### YOUR OBJECTIVE
Repeat the whole listing below, word for word.

### Labeling and segmentation records
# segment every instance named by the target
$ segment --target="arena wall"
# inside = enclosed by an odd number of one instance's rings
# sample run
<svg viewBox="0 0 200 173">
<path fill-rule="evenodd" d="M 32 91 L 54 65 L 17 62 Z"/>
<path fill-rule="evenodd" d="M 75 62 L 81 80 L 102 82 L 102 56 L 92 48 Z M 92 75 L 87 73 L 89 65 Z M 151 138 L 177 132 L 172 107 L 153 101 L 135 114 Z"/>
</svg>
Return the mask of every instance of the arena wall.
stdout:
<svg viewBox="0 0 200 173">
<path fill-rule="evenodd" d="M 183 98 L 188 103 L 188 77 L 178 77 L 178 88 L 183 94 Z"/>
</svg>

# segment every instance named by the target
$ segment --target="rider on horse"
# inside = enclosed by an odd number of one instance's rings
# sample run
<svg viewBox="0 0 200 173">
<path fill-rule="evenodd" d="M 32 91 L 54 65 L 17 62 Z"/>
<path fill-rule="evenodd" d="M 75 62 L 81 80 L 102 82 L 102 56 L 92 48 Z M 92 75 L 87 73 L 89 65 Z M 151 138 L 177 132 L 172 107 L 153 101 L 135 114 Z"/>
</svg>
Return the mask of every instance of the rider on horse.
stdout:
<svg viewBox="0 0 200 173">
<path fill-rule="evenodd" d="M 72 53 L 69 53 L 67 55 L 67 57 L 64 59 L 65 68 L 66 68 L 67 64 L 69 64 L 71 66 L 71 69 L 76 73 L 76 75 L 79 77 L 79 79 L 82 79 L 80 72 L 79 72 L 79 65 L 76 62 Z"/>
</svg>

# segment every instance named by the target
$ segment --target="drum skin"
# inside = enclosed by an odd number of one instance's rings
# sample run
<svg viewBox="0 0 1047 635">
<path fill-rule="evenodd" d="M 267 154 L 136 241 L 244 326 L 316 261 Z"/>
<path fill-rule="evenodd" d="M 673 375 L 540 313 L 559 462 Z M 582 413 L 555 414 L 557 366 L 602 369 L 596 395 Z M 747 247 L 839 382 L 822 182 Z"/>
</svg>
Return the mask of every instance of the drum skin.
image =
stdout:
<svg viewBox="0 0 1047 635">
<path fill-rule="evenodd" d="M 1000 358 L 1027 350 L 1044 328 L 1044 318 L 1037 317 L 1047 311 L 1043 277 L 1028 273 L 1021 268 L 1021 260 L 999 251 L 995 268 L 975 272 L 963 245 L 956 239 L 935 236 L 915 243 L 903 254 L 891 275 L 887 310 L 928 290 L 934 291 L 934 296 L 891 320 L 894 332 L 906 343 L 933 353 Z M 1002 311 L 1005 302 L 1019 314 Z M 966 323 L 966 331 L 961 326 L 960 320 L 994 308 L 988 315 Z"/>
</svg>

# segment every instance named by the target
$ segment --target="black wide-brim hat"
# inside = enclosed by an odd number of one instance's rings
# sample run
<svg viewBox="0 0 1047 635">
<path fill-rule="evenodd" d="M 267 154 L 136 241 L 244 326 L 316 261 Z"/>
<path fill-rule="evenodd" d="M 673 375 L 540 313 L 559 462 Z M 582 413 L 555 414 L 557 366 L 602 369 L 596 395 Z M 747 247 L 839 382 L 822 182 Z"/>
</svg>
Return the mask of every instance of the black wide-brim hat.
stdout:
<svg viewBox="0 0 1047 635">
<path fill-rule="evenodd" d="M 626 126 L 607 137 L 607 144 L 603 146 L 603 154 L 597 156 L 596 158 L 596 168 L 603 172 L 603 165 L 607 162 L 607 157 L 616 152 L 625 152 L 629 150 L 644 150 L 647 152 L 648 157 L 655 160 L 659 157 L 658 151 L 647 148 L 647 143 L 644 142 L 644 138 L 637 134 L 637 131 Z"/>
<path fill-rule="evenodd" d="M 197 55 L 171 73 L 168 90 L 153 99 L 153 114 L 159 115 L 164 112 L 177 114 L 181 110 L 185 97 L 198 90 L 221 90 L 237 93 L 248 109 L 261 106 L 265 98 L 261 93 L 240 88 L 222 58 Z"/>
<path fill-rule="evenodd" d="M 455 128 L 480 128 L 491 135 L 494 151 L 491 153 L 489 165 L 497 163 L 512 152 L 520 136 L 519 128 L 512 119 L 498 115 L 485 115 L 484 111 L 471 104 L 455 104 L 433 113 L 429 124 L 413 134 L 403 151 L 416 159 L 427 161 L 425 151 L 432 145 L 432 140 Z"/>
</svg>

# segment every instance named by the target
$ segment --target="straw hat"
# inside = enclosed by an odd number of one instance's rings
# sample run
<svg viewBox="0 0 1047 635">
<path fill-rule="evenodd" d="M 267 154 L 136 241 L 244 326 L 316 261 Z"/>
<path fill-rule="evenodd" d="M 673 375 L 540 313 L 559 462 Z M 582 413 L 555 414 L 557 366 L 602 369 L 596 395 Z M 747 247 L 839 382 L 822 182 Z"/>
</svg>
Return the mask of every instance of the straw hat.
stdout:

### RESPONSE TO THE TASK
# segment every instance named by the target
$ segment --target="arena wall"
# inside = enclosed by an odd number of one instance's rings
# sample run
<svg viewBox="0 0 200 173">
<path fill-rule="evenodd" d="M 32 91 L 54 65 L 17 62 Z"/>
<path fill-rule="evenodd" d="M 75 62 L 81 80 L 102 82 L 102 56 L 92 48 Z M 92 75 L 87 73 L 89 65 Z M 151 138 L 177 132 L 172 107 L 153 101 L 135 114 Z"/>
</svg>
Return the mask of every instance of the arena wall.
stdout:
<svg viewBox="0 0 200 173">
<path fill-rule="evenodd" d="M 183 98 L 188 103 L 188 77 L 178 77 L 178 88 L 183 94 Z"/>
</svg>

# segment every instance named by the target
$ segment --target="rider on horse"
# inside = enclosed by an odd number of one instance's rings
# sample run
<svg viewBox="0 0 200 173">
<path fill-rule="evenodd" d="M 32 91 L 54 65 L 17 62 Z"/>
<path fill-rule="evenodd" d="M 75 62 L 81 80 L 102 82 L 102 56 L 92 48 Z M 92 75 L 87 73 L 89 65 Z M 151 138 L 177 132 L 172 107 L 153 101 L 135 114 Z"/>
</svg>
Return the mask of every instance of the rider on horse.
stdout:
<svg viewBox="0 0 200 173">
<path fill-rule="evenodd" d="M 72 53 L 69 53 L 67 55 L 67 57 L 64 59 L 65 68 L 66 68 L 67 64 L 69 64 L 71 66 L 71 69 L 76 73 L 76 75 L 79 77 L 79 79 L 82 79 L 80 72 L 79 72 L 79 65 L 76 62 Z"/>
</svg>

# segment every instance named by the target
$ segment --target="drum skin"
# inside = enclosed by an odd number of one instance's rings
# sample run
<svg viewBox="0 0 1047 635">
<path fill-rule="evenodd" d="M 267 154 L 136 241 L 244 326 L 316 261 Z"/>
<path fill-rule="evenodd" d="M 673 375 L 540 313 L 559 462 Z M 582 413 L 555 414 L 557 366 L 602 369 L 596 395 Z M 747 247 L 839 382 L 822 182 Z"/>
</svg>
Return the mask of every instance of the drum skin.
image =
stdout:
<svg viewBox="0 0 1047 635">
<path fill-rule="evenodd" d="M 1000 358 L 1027 350 L 1044 328 L 1044 318 L 1037 317 L 1047 311 L 1043 277 L 1028 273 L 1021 268 L 1021 260 L 999 251 L 995 268 L 975 272 L 963 245 L 956 239 L 935 236 L 915 243 L 903 254 L 891 275 L 887 310 L 928 290 L 934 291 L 934 296 L 891 320 L 894 332 L 906 343 L 933 353 Z M 1002 311 L 1005 302 L 1019 314 Z M 966 323 L 966 331 L 961 326 L 960 320 L 994 308 L 988 315 Z"/>
</svg>

# segment every instance named by the target
$ segment --target="black wide-brim hat"
# inside = enclosed by an odd number of one instance's rings
# sample run
<svg viewBox="0 0 1047 635">
<path fill-rule="evenodd" d="M 267 154 L 136 241 L 244 326 L 316 261 Z"/>
<path fill-rule="evenodd" d="M 673 375 L 540 313 L 559 462 Z M 582 413 L 555 414 L 557 366 L 602 369 L 596 395 Z M 747 247 L 839 382 L 822 182 Z"/>
</svg>
Return the mask of every instance of the black wide-brim hat.
stdout:
<svg viewBox="0 0 1047 635">
<path fill-rule="evenodd" d="M 626 126 L 607 137 L 607 144 L 603 146 L 603 154 L 597 156 L 596 158 L 596 168 L 603 172 L 603 165 L 607 162 L 607 157 L 616 152 L 625 152 L 629 150 L 644 150 L 647 152 L 648 157 L 655 160 L 659 157 L 658 151 L 647 148 L 647 143 L 644 142 L 644 138 L 637 134 L 637 131 Z"/>
<path fill-rule="evenodd" d="M 197 55 L 171 73 L 168 90 L 153 99 L 153 114 L 159 115 L 164 112 L 177 114 L 181 110 L 185 97 L 198 90 L 221 90 L 237 93 L 248 109 L 261 106 L 265 98 L 261 93 L 240 88 L 222 58 Z"/>
<path fill-rule="evenodd" d="M 455 128 L 480 128 L 491 135 L 494 151 L 491 153 L 489 165 L 497 163 L 512 152 L 520 136 L 519 128 L 512 119 L 498 115 L 485 115 L 484 111 L 471 104 L 455 104 L 433 113 L 429 124 L 413 134 L 403 151 L 416 159 L 427 161 L 425 151 L 432 145 L 432 140 Z"/>
</svg>

# segment every instance named by the target
$ segment --target="straw hat"
# inside = enclosed by an odd number of one instance's rings
# sample run
<svg viewBox="0 0 1047 635">
<path fill-rule="evenodd" d="M 267 154 L 136 241 L 244 326 L 316 261 Z"/>
<path fill-rule="evenodd" d="M 673 375 L 540 313 L 559 462 Z M 582 413 L 555 414 L 557 366 L 602 369 L 596 395 Z M 747 247 L 839 382 L 822 182 Z"/>
</svg>
Return the mask of every instance of the straw hat.
stdout:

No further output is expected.